TASK INPUT:
START
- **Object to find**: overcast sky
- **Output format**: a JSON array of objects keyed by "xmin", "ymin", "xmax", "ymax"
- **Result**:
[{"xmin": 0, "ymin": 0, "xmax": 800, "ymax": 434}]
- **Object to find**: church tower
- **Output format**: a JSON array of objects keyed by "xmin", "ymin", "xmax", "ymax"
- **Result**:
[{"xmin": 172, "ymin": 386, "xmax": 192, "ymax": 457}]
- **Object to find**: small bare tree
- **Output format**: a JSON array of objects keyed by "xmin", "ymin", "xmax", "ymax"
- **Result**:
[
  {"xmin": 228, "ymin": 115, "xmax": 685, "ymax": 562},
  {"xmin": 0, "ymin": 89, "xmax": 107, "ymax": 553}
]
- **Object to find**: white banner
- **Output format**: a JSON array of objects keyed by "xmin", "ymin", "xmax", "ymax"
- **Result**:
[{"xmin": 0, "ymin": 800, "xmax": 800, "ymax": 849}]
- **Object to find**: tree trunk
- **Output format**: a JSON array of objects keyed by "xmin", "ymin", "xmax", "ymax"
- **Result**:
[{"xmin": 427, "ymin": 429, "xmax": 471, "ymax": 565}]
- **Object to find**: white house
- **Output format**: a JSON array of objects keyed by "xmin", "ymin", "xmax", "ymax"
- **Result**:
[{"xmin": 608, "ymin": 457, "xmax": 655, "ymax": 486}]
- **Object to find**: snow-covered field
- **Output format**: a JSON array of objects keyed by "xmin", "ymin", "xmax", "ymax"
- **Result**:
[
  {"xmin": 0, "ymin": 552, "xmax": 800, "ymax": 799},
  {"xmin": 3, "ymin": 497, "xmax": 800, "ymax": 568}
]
END
TASK OBJECTIVE:
Copy all of the material above word for word.

FINISHED EXERCISE:
- **Object to find**: overcast sky
- **Output format**: a JSON array of objects keyed by "xmin", "ymin", "xmax", "ymax"
- **Result**:
[{"xmin": 0, "ymin": 0, "xmax": 800, "ymax": 434}]
- **Object to find**: church tower
- **Output format**: a JSON array of objects keyed by "xmin", "ymin", "xmax", "ymax"
- **Result**:
[{"xmin": 172, "ymin": 386, "xmax": 192, "ymax": 457}]
- **Object to find**: small bare tree
- **Output format**: a JSON array of objects keyed by "xmin", "ymin", "xmax", "ymax"
- **Result**:
[
  {"xmin": 228, "ymin": 115, "xmax": 685, "ymax": 562},
  {"xmin": 0, "ymin": 89, "xmax": 107, "ymax": 553}
]
- **Object to find**: white banner
- **Output format**: a JSON array of objects keyed by "xmin", "ymin", "xmax", "ymax"
- **Result**:
[{"xmin": 0, "ymin": 800, "xmax": 800, "ymax": 849}]
- **Object to find**: tree trunk
- **Output format**: a JSON array of objects keyed by "xmin", "ymin", "xmax", "ymax"
- **Result**:
[{"xmin": 427, "ymin": 429, "xmax": 471, "ymax": 565}]
- **Object to find**: white house
- **Output format**: a JSON array of objects keyed by "xmin", "ymin", "xmax", "ymax"
- **Result**:
[{"xmin": 608, "ymin": 457, "xmax": 655, "ymax": 486}]
- **Object to find**: snow-covered field
- **Output format**: a JSON array of objects keyed by "xmin", "ymin", "xmax", "ymax"
- **Result**:
[
  {"xmin": 0, "ymin": 552, "xmax": 800, "ymax": 799},
  {"xmin": 3, "ymin": 497, "xmax": 800, "ymax": 568}
]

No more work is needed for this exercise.